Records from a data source
==========
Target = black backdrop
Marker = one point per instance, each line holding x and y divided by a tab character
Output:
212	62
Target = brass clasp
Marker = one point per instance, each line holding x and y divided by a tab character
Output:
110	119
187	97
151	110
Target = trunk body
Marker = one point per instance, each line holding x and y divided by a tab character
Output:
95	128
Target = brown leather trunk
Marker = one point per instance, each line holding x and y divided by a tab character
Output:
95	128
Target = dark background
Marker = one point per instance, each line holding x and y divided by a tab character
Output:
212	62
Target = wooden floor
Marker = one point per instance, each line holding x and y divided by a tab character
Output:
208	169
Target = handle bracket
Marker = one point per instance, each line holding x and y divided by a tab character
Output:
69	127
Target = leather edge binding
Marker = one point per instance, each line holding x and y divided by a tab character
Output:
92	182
==========
## Problem to work on
Among the lines above, find those holding "leather" and copy each one.

## Your response
Target = brown leather trunk
Target = leather edge binding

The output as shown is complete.